--- SOURCE EXTRACT Enclosed Below ---

With doctors and nurses being overworked with insufficient medical equipment for a significant amount of COVID patients. In only the first half of 2021, the healthcare industry has lost between $53 billion and $122 billion in revenue from COVID-19.
Hospitals still trying to recover from the financial windfall caused by COVID-19 in 2020 are now preparing for another surge of hospitalizations due to the Delta variant.
The Delta variant of COVID-19 has proven to be highly contagious and harmful to many unvaccinated Americans. Being the fourth wave of COVID cases, hospitals are starting to overcrowd similar to the beginning of the pandemic. However, instead of hospitalizations consisting of mostly elderly people like in 2020, a majority of hospitalized patients are younger, including children. COVID-related hospitalizations are doubling every week in many counties in the United States, to the point where many hospitals are reaching maximum capacity. In states like Texas and Florida, hospitals are setting up remote hospital beds in fields, auditoriums, and conference spaces to care for the overwhelming number of COVID patients.
“The growth in positivity and hospitalization that might have taken months in 2020 is now happening in weeks with delta,” according to Dave Dillon of Missouri Hospital Association.

--- End of Enclosed SOURCE EXTRACT ---
--- ENTRIES SUPPLIED Enclosed Below ---

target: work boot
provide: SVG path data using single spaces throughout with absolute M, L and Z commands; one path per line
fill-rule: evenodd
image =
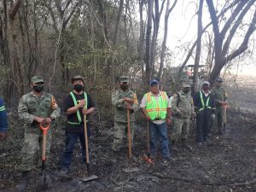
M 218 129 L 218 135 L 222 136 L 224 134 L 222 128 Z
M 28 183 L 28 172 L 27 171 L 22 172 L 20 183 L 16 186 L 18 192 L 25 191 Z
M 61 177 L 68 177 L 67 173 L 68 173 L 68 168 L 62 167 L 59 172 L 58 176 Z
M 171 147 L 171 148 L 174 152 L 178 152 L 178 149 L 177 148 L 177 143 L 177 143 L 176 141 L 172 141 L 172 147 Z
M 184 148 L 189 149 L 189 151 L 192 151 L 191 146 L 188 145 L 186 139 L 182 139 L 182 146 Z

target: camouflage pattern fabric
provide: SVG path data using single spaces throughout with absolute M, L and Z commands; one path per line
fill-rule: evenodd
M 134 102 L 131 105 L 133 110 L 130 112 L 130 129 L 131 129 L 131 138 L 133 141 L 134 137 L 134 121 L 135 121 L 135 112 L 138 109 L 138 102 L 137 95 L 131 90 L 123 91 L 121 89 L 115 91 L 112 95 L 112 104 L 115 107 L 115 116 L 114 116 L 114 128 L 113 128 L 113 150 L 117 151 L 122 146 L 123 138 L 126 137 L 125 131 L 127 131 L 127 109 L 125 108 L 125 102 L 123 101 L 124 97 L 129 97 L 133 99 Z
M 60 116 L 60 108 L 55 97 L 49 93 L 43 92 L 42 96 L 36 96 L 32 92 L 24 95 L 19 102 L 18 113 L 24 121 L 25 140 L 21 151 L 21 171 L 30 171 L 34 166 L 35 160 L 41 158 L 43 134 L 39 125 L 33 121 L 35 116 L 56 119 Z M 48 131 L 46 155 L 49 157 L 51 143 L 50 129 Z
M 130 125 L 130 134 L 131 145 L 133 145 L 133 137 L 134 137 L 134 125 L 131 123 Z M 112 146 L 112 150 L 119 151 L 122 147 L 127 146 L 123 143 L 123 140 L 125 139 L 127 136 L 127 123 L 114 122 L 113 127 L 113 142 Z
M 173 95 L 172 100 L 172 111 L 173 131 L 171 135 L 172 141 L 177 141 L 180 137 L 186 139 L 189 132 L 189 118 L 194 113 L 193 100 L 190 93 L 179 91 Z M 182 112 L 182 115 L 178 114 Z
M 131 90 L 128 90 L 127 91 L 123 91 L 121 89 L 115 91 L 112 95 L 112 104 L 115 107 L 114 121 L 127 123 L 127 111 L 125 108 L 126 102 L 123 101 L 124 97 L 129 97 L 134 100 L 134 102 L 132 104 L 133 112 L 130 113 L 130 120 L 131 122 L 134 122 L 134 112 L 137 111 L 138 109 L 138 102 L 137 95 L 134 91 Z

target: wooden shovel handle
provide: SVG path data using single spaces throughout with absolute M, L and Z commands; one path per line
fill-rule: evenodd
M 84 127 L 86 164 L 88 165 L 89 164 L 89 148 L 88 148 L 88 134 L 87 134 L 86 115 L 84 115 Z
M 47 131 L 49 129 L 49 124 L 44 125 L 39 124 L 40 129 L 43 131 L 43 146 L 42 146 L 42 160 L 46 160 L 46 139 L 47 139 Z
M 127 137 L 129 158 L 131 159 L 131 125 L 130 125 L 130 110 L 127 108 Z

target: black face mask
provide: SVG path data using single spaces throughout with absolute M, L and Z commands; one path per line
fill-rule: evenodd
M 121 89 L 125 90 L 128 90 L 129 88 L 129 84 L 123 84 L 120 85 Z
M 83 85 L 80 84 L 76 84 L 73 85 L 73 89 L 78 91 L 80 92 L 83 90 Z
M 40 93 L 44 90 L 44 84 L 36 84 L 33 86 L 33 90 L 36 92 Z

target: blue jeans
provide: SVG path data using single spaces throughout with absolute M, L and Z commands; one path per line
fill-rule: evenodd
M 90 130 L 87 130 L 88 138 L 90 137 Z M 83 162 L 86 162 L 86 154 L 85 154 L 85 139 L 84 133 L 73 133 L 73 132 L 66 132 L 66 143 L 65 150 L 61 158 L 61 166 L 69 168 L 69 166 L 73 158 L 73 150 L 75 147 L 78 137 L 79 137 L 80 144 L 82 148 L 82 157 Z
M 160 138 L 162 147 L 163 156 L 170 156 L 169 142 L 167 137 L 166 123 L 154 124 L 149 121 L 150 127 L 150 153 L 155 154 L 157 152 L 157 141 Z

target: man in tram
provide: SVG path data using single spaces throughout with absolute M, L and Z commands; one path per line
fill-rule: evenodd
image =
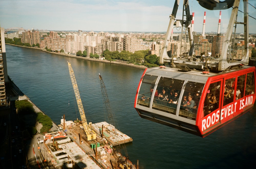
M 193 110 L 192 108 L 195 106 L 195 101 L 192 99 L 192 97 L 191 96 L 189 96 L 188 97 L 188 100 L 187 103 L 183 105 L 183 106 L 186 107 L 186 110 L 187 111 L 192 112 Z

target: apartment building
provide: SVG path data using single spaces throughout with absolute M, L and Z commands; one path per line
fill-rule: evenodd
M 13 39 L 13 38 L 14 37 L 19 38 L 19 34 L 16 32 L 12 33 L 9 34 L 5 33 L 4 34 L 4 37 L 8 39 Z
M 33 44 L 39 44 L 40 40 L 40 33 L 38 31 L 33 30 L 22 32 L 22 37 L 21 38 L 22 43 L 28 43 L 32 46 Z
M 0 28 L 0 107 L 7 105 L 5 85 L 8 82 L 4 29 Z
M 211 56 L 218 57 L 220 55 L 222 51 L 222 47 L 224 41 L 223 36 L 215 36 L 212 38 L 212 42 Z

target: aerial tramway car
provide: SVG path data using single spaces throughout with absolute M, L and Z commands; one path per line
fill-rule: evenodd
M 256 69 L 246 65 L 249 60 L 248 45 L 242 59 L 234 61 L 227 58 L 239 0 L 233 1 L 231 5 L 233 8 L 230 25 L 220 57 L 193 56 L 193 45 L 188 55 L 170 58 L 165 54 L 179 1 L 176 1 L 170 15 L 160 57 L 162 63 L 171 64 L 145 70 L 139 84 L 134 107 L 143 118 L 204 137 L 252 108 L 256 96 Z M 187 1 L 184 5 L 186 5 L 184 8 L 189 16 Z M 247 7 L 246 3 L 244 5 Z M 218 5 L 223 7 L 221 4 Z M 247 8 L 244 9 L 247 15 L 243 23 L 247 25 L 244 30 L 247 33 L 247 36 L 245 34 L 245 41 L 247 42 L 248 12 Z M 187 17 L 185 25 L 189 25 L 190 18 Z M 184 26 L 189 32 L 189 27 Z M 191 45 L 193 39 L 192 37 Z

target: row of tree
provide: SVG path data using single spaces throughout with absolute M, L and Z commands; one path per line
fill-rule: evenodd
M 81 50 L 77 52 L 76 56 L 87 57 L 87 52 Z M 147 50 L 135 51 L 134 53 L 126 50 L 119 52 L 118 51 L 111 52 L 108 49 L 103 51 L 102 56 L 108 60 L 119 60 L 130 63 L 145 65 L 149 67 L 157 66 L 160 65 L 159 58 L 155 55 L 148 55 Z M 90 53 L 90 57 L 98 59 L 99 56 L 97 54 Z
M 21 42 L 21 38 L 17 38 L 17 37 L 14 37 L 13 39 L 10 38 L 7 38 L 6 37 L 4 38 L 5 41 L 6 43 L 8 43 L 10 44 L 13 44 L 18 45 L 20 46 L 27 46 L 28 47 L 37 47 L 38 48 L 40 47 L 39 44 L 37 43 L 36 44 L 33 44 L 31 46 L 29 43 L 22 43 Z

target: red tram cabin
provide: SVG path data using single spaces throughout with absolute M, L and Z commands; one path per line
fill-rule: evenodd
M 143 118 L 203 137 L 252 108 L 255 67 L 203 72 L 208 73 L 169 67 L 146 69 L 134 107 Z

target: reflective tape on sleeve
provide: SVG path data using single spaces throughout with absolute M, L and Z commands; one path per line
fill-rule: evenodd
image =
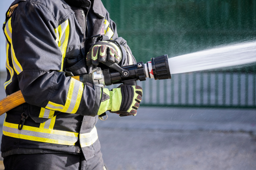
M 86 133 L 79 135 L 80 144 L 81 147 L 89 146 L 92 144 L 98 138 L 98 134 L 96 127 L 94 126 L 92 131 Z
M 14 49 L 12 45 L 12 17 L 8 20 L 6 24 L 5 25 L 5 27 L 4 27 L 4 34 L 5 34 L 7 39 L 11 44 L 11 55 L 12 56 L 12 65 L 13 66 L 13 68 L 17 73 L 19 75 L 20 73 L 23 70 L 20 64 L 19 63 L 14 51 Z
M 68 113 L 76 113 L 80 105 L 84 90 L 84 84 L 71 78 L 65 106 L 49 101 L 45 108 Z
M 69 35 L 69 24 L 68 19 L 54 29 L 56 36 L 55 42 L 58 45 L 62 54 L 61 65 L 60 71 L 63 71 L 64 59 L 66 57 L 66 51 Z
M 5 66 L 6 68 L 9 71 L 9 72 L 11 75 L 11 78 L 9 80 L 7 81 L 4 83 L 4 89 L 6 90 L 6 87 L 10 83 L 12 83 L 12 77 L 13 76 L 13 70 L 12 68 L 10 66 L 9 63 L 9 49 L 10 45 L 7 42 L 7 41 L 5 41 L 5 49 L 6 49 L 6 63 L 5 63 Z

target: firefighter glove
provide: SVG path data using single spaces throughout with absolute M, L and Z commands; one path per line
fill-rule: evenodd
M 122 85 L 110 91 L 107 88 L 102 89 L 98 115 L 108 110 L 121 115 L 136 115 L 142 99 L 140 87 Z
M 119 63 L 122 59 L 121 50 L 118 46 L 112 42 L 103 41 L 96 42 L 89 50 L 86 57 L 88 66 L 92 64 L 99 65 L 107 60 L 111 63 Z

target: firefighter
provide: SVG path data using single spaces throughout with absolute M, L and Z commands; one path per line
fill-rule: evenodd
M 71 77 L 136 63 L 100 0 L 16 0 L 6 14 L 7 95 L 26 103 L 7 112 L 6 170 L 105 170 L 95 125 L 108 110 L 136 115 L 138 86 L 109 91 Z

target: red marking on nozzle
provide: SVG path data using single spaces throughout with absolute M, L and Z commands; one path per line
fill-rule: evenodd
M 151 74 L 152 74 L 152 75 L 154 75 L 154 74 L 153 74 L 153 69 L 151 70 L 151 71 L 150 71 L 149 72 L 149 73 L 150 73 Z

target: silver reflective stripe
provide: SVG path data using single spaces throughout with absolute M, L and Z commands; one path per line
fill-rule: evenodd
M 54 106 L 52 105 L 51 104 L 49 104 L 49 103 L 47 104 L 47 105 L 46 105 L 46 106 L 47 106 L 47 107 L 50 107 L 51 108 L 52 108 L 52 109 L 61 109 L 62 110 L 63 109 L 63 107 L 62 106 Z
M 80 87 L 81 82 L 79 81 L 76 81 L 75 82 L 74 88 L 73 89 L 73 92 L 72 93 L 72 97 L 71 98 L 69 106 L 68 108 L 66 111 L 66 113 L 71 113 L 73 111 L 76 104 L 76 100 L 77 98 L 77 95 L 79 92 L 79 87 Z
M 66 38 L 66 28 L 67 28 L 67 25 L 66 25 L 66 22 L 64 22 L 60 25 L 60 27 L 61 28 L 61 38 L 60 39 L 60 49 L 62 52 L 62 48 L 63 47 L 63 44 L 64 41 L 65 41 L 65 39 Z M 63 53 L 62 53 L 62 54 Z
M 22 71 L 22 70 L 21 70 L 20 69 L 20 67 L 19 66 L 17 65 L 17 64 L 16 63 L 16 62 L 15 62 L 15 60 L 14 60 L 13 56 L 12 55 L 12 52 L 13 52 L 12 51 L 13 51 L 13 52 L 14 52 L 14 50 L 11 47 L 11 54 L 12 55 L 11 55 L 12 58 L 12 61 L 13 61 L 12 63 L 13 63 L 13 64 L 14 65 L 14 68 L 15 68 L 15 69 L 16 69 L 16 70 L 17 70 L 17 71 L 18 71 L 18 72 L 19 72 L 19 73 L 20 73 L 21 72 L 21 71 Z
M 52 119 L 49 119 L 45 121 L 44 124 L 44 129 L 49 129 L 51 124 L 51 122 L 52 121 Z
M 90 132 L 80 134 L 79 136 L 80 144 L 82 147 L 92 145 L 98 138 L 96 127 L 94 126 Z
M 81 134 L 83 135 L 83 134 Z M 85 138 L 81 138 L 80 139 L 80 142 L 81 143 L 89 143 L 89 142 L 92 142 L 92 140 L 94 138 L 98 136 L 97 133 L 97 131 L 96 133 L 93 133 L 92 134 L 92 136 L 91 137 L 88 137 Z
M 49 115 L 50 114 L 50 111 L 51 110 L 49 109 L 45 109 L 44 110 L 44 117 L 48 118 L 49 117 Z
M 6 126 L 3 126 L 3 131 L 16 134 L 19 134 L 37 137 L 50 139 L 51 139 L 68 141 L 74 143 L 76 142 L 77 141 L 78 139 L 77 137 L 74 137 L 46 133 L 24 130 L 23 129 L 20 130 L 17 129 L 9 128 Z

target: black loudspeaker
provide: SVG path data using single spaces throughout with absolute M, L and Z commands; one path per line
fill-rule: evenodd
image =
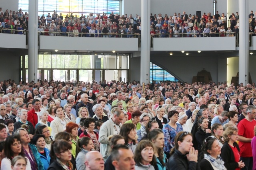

--- End of Enclosed ENTRIES SUPPLIED ---

• **WHAT TO WORK ON**
1. In the text on hospitals and the Delta variant, what spaces are hospitals in Texas and Florida using to set up remote hospital beds?
2. Transcribe the part of the Delta variant text that begins at the words "Hospitals still trying" and stops after "the Delta variant.".
3. For each statement, say yes or no depending on whether it agrees with the Delta variant text, and quote the words that decide it.
(a) Most patients hospitalized in this wave are elderly.
(b) In many U.S. counties, COVID-related hospitalizations are doubling every week.
(c) Dave Dillon is with the Missouri Hospital Association.

• **RESULTS FOR THE EXERCISE**
1. Fields, auditoriums, and conference spaces.

2.
Hospitals still trying to recover from the financial windfall caused by COVID-19 in 2020 are now preparing for another surge of hospitalizations due to the Delta variant.

3.
(a) No: "instead of hospitalizations consisting of mostly elderly people like in 2020, a majority of hospitalized patients are younger, including children."
(b) Yes: "COVID-related hospitalizations are doubling every week in many counties in the United States"
(c) Yes: "according to Dave Dillon of Missouri Hospital Association."